WHAT TO PRODUCE: Revise every line of the material below, substituting "Target" for each occurrence of "Query" and leaving all other text unchanged.

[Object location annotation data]
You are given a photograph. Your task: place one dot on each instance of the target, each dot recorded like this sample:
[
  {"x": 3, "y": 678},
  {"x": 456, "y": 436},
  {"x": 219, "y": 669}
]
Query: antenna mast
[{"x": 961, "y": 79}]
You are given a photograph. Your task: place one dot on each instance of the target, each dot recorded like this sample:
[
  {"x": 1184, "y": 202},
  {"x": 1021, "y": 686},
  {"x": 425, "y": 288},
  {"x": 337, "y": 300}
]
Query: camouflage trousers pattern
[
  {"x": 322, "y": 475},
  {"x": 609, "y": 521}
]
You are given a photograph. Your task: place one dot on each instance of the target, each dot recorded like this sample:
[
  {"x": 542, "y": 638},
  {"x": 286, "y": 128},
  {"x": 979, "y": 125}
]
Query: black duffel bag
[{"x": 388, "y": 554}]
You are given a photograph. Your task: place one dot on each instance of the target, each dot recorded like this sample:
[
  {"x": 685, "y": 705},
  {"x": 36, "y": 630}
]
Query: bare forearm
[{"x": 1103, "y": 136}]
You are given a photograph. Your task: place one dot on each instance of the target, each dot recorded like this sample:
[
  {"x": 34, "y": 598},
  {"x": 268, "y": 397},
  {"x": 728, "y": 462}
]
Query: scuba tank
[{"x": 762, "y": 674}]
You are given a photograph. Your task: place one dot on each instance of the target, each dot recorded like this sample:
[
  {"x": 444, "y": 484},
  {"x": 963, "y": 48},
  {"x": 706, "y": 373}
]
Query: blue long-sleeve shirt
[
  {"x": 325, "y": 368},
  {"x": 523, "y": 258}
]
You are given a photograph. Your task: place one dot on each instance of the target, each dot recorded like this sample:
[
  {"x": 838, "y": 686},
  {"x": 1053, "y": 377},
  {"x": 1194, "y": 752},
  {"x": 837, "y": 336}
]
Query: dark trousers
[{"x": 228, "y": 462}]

EXERCISE OUTPUT:
You are given a photograph. Your task: place one dot on each instance of the target, each dot recorded like this sample:
[
  {"x": 3, "y": 678},
  {"x": 456, "y": 436},
  {"x": 219, "y": 669}
]
Target: antenna mast
[{"x": 961, "y": 79}]
You are given a photograph. Your task: place one dot on each instance of the target, each dot recorded like this sample:
[
  {"x": 1184, "y": 202},
  {"x": 1021, "y": 686},
  {"x": 425, "y": 288},
  {"x": 337, "y": 300}
]
Target: camouflage trousers pattern
[
  {"x": 322, "y": 475},
  {"x": 609, "y": 521}
]
You are given a photograph. Your task: place one dot on each instance of the target, each dot recorded like this sample:
[
  {"x": 542, "y": 638},
  {"x": 286, "y": 128},
  {"x": 979, "y": 125}
]
Target: black duffel bag
[{"x": 388, "y": 554}]
You are given a photograph. Your task: place one dot on each instance of the target, each dot recorded like this sample:
[
  {"x": 685, "y": 705},
  {"x": 36, "y": 630}
]
Target: bare forearm
[{"x": 1103, "y": 136}]
You are given a photograph. Your task: place one dot on each instance of the target, each dot recorded like this sample:
[
  {"x": 34, "y": 598},
  {"x": 268, "y": 397},
  {"x": 728, "y": 462}
]
Target: scuba tank
[{"x": 762, "y": 674}]
You are given a photograph. Your task: place one dot on each instance of the target, each dot recorded like this sample:
[
  {"x": 444, "y": 484},
  {"x": 963, "y": 48},
  {"x": 706, "y": 373}
]
Target: blue long-sleeve shirt
[
  {"x": 325, "y": 368},
  {"x": 523, "y": 258}
]
You are given a photograph. Your task: place one dot on each instance of the target, each dot recorded like this sample:
[
  {"x": 838, "y": 686},
  {"x": 1053, "y": 377},
  {"x": 1194, "y": 752},
  {"x": 837, "y": 336}
]
Target: dark trousers
[{"x": 228, "y": 462}]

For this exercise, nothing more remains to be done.